**Selected extract**
..........

Dandelion
Botanical Name: Taraxacum ssp.
Common Name: Dandelion
Other Names: Saalalraq (One that sleeps)
Found in: Throughout Alaska.
Physical Characteristics: The cheery yellow composite blossoms and jagged dent-de-lion (lion toothed) leaves are readily recognized worldwide. Stems, when broken, yield a milky sap. Taproots can penetrate the earth to a depth of 20 feet.
Nutritional Value: generous source of Vitamins A, B, C, and D and various minerals. (It is also useful for liver issues like hepatitis and jaundice and is a natural diuretic.)
Parts of the plant used: leaves
When plant should be gathered: Pick dandelion salad greens in very early spring.

..........

**Supplied material**
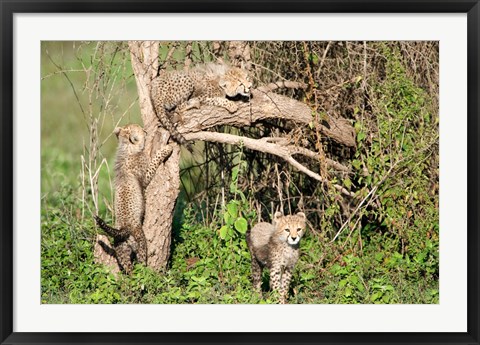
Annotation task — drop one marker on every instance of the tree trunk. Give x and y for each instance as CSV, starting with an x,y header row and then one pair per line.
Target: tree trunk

..........

**Work order A**
List every vitamin that the dandelion profile names.
**Work order B**
Write the next part of the dandelion profile, picking up after its last sentence.
None of the lines are needed for this work.

**Answer A**
Vitamin A, Vitamin B, Vitamin C, Vitamin D

**Answer B**
Plant applications: food
Reported Benefits: food
Preparation/Processing: Food: Traditionally, the root of the dandelion has been used to make a tea that was used to treat liver, kidney, and bladder ailments. It can also be used as a tonic for digestive problems or constipation. If the root is dried, it can also be used as a weak coffee substitute. Recent experiments have shown that the root is hypoglycemic and can be used as a weak antibiotic against yeast infection. The leaves and flowers are also rich in vitamins A and C. All parts of the flower can be used as food.